Can you reproduce each of the entries below word for word, leaving nothing out and changing nothing?

— START —

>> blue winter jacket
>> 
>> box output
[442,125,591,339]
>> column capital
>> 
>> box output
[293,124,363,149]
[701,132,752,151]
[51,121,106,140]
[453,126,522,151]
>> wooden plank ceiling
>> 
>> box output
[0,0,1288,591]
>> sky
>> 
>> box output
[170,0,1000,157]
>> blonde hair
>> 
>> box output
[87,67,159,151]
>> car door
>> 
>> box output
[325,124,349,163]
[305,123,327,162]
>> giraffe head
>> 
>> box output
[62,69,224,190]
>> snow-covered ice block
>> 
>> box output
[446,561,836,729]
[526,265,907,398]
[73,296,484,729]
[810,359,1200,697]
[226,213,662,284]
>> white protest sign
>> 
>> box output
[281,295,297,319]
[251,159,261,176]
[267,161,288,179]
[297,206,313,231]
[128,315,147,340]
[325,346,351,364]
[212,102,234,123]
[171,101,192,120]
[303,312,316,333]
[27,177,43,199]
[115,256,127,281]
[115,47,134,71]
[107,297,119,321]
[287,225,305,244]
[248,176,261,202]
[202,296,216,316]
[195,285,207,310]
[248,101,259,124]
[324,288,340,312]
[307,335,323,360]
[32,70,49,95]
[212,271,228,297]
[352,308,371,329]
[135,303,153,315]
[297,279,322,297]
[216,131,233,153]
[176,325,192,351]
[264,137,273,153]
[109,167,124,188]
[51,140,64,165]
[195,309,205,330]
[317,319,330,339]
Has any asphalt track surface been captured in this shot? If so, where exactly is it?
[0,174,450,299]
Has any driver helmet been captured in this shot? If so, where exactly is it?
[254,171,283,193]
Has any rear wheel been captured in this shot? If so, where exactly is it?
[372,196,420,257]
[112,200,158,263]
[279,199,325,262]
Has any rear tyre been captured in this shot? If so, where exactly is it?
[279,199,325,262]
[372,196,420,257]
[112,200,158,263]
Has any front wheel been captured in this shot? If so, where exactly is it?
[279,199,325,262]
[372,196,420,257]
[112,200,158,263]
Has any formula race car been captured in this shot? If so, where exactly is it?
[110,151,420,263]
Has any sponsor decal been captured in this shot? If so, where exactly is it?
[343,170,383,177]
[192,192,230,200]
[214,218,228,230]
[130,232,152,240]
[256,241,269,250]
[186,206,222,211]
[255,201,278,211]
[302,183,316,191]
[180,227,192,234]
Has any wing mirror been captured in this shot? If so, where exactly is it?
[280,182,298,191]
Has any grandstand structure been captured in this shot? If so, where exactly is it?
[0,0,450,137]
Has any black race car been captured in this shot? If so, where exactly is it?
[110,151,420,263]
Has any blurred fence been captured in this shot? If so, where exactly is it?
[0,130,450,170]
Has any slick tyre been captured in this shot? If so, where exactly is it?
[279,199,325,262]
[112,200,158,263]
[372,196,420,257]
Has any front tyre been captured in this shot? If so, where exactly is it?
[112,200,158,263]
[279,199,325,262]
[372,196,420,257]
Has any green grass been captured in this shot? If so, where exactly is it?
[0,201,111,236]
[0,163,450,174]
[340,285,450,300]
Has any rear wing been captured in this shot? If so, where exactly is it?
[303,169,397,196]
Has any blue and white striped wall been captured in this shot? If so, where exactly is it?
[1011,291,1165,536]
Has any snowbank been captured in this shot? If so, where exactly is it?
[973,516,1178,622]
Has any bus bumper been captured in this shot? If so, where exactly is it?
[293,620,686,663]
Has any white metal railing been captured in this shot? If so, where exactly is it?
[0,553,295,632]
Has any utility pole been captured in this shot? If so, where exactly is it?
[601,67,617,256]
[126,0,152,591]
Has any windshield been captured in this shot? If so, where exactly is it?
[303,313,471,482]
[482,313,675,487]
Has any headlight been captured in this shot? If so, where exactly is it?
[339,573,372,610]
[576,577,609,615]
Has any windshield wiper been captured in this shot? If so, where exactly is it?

— END —

Full response
>> blue winter jacket
>> 
>> box output
[442,125,591,339]
>> column capital
>> 
>> box output
[293,124,363,149]
[701,132,752,151]
[51,121,106,140]
[453,126,522,151]
>> wooden plank ceiling
>> 
>> box output
[0,0,1288,591]
>> sky
>> 
>> box output
[170,0,1000,157]
>> blonde hair
>> 
>> box output
[87,67,159,151]
>> car door
>> 
>> box output
[325,124,349,163]
[305,123,327,162]
>> giraffe head
>> 
>> box output
[62,69,224,190]
>> snow-covered ice block
>> 
>> box output
[446,561,836,729]
[526,265,907,398]
[73,296,484,729]
[810,359,1200,697]
[226,213,662,284]
>> white protest sign
>> 
>> box output
[281,295,297,319]
[251,159,261,176]
[267,161,288,179]
[297,206,313,231]
[128,315,147,340]
[325,346,351,364]
[212,102,234,123]
[171,101,192,120]
[303,312,316,333]
[27,177,43,199]
[115,256,127,281]
[115,47,134,71]
[107,297,119,321]
[287,225,305,244]
[248,176,261,202]
[202,296,216,316]
[195,285,207,310]
[248,101,259,124]
[324,288,340,312]
[307,335,323,360]
[32,70,49,95]
[212,271,228,297]
[352,308,371,329]
[135,303,153,315]
[297,279,322,297]
[216,131,233,153]
[176,325,192,351]
[264,137,273,153]
[109,167,124,188]
[51,140,64,165]
[195,309,205,330]
[317,319,330,339]
Has any asphalt track surface been captured in this shot? If so, where exactly is it?
[0,174,450,299]
Has any driver helmet been captured in this shot? If so, where exactly is it?
[254,171,283,193]
Has any rear wheel been captured in this shot? If so, where exactly is it?
[372,196,420,257]
[112,200,158,263]
[279,199,325,262]
Has any rear tyre been captured in this shot? If so, where exactly is it?
[279,199,325,262]
[372,196,420,257]
[112,200,158,263]
Has any front wheel been captured in this shot? If so, where exactly is it?
[279,199,325,262]
[372,196,420,257]
[112,200,158,263]
Has any formula race car been captured in this shot? If so, where exactly is it?
[110,151,420,263]
Has any sponsor decal been captured in this shot? If so, where exactly is it?
[343,170,383,177]
[192,192,230,200]
[214,218,228,230]
[130,232,152,240]
[256,241,269,250]
[186,206,222,211]
[255,201,278,211]
[302,183,316,191]
[180,227,192,234]
Has any wing mirror been captured in this shot? If so, where exactly is it?
[280,182,298,191]
Has any grandstand structure been captured in this shot? If so, where exactly is it?
[0,0,450,137]
Has any black race car been captured in this shot? If so, where exactly is it?
[110,151,420,263]
Has any blurred fence been captured in this shot? If so, where exactly is it?
[0,130,450,170]
Has any slick tyre been captured in this shot? If so, where exactly is it?
[279,199,325,262]
[112,200,158,263]
[372,196,420,257]
Has any front tyre been captured in this shot? If so, where exactly is it?
[112,200,158,263]
[279,199,325,262]
[372,196,420,257]
Has any green grass been captured in this shot? If so, where exactly is it?
[0,201,111,236]
[0,163,450,174]
[340,285,450,300]
Has any rear wing been captured in this shot? If so, where exactly is it?
[303,169,397,196]
Has any blue and white striped wall been captured in this shot? If so, where exactly is it?
[1011,291,1165,536]
Has any snowbank been captured in this shot? If so, where exactly is it?
[973,516,1178,622]
Has any bus bumper been captured in this shot? If so, where exactly is it?
[293,620,686,663]
Has any white metal railing been captured in this shot? If so, where exactly is it?
[0,553,295,632]
Has any utility pole been captured in this shot? If so, where exactly is it?
[601,67,617,256]
[126,0,152,591]
Has any windshield been captured in this shot? If so, where exactly is it?
[303,313,471,482]
[482,313,675,487]
Has any headlight been captured in this shot? If so, where exactly is it?
[339,573,372,610]
[576,577,609,615]
Has any windshield wiper been captured in this shot? If so, where exactly is it?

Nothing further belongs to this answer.